◆ STATED TASK ◆
Give back the rows from the start through the line with "(124, 447), (1270, 952)", swapping "lake" for "pond" and changing nothing else.
**** EXERCISE MATERIAL ****
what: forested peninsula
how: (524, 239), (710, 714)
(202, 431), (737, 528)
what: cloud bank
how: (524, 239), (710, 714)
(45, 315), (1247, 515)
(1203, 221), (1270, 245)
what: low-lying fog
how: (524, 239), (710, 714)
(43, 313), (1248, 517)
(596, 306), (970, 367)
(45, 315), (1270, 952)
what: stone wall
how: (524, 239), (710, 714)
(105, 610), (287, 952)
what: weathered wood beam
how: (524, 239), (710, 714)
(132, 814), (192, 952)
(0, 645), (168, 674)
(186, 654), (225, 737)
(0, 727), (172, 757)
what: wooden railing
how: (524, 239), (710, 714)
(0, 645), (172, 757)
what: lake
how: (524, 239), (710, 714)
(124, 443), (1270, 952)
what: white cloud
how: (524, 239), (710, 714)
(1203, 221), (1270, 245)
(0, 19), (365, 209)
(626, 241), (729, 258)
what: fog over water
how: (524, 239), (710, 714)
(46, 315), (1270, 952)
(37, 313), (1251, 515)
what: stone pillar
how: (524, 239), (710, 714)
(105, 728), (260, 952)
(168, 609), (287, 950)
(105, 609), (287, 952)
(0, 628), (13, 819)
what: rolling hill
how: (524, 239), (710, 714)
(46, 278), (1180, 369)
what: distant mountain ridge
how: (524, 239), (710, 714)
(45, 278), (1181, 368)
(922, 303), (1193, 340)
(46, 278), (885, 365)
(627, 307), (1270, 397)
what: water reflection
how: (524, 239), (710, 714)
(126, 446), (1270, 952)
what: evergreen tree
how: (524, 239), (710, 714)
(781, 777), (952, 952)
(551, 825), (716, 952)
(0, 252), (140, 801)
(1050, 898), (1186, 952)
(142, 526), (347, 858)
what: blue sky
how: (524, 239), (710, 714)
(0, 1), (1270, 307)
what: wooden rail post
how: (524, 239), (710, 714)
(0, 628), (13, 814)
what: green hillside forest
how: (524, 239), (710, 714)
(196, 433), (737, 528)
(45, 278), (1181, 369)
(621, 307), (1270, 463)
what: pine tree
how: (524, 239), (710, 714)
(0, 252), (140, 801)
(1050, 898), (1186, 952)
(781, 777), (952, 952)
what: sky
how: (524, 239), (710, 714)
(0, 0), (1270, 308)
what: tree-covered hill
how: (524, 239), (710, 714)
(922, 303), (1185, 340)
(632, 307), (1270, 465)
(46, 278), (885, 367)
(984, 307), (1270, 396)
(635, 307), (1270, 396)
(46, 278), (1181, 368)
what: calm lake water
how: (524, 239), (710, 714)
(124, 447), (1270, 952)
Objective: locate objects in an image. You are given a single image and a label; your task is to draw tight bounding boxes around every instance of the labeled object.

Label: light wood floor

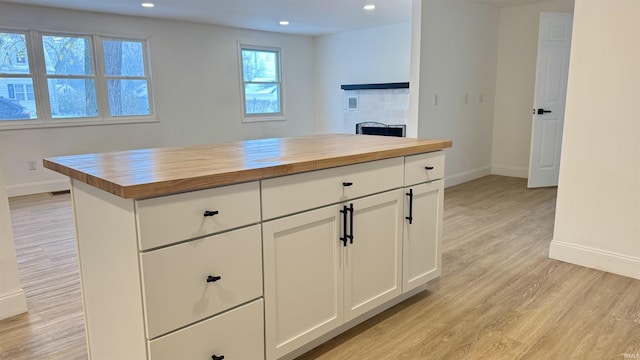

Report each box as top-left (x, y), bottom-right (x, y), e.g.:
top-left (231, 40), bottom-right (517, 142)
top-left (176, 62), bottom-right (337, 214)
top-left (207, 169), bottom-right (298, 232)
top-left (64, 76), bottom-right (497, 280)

top-left (0, 176), bottom-right (640, 360)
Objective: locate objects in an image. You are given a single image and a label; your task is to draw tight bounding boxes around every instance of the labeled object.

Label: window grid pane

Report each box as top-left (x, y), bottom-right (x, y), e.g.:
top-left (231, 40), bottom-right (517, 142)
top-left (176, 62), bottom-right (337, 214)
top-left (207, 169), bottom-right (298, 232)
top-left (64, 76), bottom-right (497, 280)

top-left (0, 32), bottom-right (30, 75)
top-left (42, 35), bottom-right (94, 76)
top-left (47, 78), bottom-right (98, 119)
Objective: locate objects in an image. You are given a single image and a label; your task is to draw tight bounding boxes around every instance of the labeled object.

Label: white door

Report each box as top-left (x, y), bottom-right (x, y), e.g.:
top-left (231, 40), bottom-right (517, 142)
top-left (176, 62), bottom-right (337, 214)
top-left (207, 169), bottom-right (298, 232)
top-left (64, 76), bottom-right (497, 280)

top-left (528, 13), bottom-right (573, 187)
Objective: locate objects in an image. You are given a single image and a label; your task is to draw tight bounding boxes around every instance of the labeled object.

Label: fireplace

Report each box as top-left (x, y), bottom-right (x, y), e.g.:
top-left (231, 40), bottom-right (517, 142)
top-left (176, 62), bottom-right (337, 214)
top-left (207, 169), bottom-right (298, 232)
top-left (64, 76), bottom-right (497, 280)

top-left (356, 121), bottom-right (407, 137)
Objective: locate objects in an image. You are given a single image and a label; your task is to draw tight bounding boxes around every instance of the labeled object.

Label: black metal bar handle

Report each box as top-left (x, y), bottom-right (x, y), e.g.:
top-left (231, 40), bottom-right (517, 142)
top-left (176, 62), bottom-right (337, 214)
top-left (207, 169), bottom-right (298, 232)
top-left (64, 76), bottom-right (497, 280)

top-left (348, 204), bottom-right (353, 244)
top-left (207, 275), bottom-right (222, 282)
top-left (405, 189), bottom-right (413, 224)
top-left (340, 205), bottom-right (348, 246)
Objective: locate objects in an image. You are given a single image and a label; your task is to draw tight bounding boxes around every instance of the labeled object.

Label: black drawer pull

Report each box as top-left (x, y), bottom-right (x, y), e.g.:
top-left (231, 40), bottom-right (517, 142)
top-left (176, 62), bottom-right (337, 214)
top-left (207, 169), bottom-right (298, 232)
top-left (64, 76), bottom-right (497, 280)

top-left (405, 189), bottom-right (413, 224)
top-left (340, 205), bottom-right (349, 246)
top-left (207, 275), bottom-right (222, 282)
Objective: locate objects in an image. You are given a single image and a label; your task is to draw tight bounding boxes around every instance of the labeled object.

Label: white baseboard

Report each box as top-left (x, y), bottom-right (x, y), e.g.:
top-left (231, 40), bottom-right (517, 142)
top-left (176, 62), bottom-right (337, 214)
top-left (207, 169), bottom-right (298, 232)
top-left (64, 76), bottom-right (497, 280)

top-left (491, 165), bottom-right (529, 179)
top-left (444, 166), bottom-right (491, 188)
top-left (0, 289), bottom-right (27, 320)
top-left (7, 179), bottom-right (71, 197)
top-left (549, 240), bottom-right (640, 280)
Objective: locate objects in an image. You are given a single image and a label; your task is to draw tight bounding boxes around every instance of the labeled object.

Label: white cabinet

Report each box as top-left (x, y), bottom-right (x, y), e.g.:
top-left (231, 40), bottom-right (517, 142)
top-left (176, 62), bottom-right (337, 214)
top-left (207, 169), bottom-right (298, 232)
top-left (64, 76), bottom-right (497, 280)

top-left (263, 189), bottom-right (403, 359)
top-left (66, 152), bottom-right (444, 360)
top-left (402, 151), bottom-right (444, 293)
top-left (149, 299), bottom-right (264, 360)
top-left (262, 205), bottom-right (344, 359)
top-left (72, 181), bottom-right (264, 360)
top-left (343, 189), bottom-right (403, 321)
top-left (141, 225), bottom-right (262, 339)
top-left (402, 180), bottom-right (444, 292)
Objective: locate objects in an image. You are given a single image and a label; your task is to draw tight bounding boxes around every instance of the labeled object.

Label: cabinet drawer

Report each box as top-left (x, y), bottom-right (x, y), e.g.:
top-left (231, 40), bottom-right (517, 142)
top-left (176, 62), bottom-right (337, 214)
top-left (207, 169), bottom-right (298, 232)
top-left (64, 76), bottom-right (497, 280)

top-left (262, 157), bottom-right (404, 220)
top-left (136, 181), bottom-right (260, 250)
top-left (140, 225), bottom-right (262, 339)
top-left (404, 151), bottom-right (444, 186)
top-left (148, 299), bottom-right (264, 360)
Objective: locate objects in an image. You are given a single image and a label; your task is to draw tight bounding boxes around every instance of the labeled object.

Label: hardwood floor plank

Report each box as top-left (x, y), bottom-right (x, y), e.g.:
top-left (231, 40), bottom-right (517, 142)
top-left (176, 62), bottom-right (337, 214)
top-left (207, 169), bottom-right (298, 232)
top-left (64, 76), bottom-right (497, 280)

top-left (0, 176), bottom-right (640, 360)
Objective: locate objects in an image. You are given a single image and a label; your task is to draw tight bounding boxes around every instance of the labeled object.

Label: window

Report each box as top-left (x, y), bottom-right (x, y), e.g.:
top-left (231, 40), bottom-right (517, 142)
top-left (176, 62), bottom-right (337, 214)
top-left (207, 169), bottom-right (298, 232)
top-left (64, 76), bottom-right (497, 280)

top-left (42, 35), bottom-right (98, 119)
top-left (0, 31), bottom-right (37, 121)
top-left (240, 45), bottom-right (283, 121)
top-left (102, 39), bottom-right (150, 116)
top-left (0, 30), bottom-right (152, 127)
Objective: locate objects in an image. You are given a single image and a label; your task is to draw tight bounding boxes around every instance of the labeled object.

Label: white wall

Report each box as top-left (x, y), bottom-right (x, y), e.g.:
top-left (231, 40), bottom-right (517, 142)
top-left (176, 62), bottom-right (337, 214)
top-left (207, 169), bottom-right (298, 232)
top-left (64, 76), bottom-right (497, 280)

top-left (549, 0), bottom-right (640, 279)
top-left (314, 23), bottom-right (411, 133)
top-left (0, 3), bottom-right (315, 196)
top-left (411, 0), bottom-right (499, 186)
top-left (492, 0), bottom-right (574, 178)
top-left (0, 149), bottom-right (27, 320)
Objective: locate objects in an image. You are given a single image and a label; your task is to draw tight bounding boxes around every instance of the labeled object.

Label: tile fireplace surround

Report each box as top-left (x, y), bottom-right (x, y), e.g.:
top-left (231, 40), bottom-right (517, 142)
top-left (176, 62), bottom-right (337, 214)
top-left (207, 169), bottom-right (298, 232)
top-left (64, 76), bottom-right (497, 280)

top-left (343, 85), bottom-right (409, 134)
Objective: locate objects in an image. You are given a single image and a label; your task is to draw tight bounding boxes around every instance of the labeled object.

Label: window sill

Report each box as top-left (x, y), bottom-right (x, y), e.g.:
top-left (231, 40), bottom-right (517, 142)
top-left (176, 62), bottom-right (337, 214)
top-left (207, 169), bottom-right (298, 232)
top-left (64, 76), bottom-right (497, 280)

top-left (242, 114), bottom-right (287, 123)
top-left (0, 117), bottom-right (160, 131)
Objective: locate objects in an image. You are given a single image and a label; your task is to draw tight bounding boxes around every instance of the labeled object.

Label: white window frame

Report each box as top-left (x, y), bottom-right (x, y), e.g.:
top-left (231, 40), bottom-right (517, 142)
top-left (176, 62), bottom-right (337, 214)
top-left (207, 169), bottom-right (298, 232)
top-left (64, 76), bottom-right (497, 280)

top-left (238, 41), bottom-right (286, 122)
top-left (0, 28), bottom-right (158, 131)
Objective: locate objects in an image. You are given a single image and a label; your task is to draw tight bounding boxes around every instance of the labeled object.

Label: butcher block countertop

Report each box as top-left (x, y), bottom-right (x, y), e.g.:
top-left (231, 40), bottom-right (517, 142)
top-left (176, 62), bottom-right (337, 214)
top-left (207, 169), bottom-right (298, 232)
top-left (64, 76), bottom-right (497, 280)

top-left (43, 134), bottom-right (452, 199)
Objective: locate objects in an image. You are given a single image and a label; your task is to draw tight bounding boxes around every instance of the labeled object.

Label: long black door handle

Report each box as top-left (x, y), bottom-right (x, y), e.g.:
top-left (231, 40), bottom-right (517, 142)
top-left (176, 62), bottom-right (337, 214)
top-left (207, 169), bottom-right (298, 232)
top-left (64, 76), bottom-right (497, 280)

top-left (340, 205), bottom-right (349, 246)
top-left (405, 189), bottom-right (413, 224)
top-left (347, 204), bottom-right (353, 244)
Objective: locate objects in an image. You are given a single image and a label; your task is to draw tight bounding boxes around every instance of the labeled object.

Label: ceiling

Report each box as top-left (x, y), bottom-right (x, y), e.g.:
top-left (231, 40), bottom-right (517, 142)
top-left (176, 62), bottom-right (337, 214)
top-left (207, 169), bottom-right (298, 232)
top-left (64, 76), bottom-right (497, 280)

top-left (0, 0), bottom-right (547, 35)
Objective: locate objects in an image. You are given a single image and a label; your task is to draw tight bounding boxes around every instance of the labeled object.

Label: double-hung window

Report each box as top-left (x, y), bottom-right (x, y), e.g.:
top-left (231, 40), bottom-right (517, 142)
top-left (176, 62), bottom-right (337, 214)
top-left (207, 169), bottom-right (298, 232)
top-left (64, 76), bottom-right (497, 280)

top-left (0, 30), bottom-right (153, 128)
top-left (240, 45), bottom-right (283, 121)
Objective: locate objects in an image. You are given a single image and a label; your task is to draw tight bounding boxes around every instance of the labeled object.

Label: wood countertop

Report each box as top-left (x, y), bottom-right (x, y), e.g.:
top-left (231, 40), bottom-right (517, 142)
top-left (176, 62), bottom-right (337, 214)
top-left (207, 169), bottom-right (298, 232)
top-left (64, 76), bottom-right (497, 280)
****
◆ IN RESPONSE ◆
what: forested peninsula
how: (524, 239), (710, 714)
(202, 431), (737, 528)
what: cloud bank
how: (524, 239), (710, 714)
(45, 315), (1247, 515)
(1203, 221), (1270, 245)
what: low-lying fog
how: (524, 239), (710, 714)
(43, 313), (1248, 517)
(596, 306), (970, 367)
(45, 315), (1270, 952)
what: stone wall
how: (524, 239), (710, 714)
(105, 610), (287, 952)
what: weathered wood beam
how: (524, 239), (710, 714)
(132, 814), (192, 952)
(0, 645), (168, 674)
(186, 654), (225, 737)
(0, 727), (172, 757)
what: wooden railing
how: (524, 239), (710, 714)
(0, 645), (172, 757)
what: pond
how: (524, 239), (710, 714)
(124, 443), (1270, 952)
what: white cloud
how: (524, 239), (710, 714)
(1203, 221), (1270, 245)
(0, 19), (365, 209)
(626, 241), (729, 258)
what: fog over water
how: (524, 239), (710, 714)
(46, 315), (1270, 952)
(37, 313), (1251, 515)
what: stone pillar
how: (524, 239), (710, 714)
(105, 728), (260, 952)
(168, 609), (287, 950)
(105, 609), (287, 952)
(0, 628), (13, 819)
what: rolling hill
how: (524, 239), (710, 714)
(46, 278), (1180, 369)
what: distant mountain ridge
how: (524, 239), (710, 714)
(45, 278), (1181, 368)
(922, 303), (1193, 340)
(46, 278), (885, 365)
(627, 307), (1270, 397)
what: water reflection
how: (524, 239), (710, 714)
(126, 446), (1270, 952)
what: evergreen tree
how: (524, 239), (710, 714)
(781, 777), (952, 952)
(551, 825), (716, 952)
(0, 252), (140, 801)
(1050, 898), (1186, 952)
(142, 526), (347, 858)
what: blue sky
how: (524, 239), (710, 714)
(0, 1), (1270, 307)
what: wooden rail post
how: (524, 239), (710, 714)
(0, 628), (13, 814)
what: green hillside forest
how: (524, 239), (710, 714)
(196, 433), (737, 528)
(45, 278), (1181, 369)
(621, 307), (1270, 463)
what: pine tree
how: (524, 239), (710, 714)
(0, 252), (140, 801)
(1050, 898), (1186, 952)
(781, 777), (952, 952)
what: sky
how: (524, 239), (710, 714)
(0, 0), (1270, 308)
what: tree-covered hill
how: (524, 239), (710, 714)
(922, 303), (1185, 340)
(632, 307), (1270, 465)
(46, 278), (885, 367)
(984, 307), (1270, 396)
(635, 307), (1270, 396)
(46, 278), (1181, 368)
what: calm pond water
how: (524, 239), (710, 714)
(124, 447), (1270, 952)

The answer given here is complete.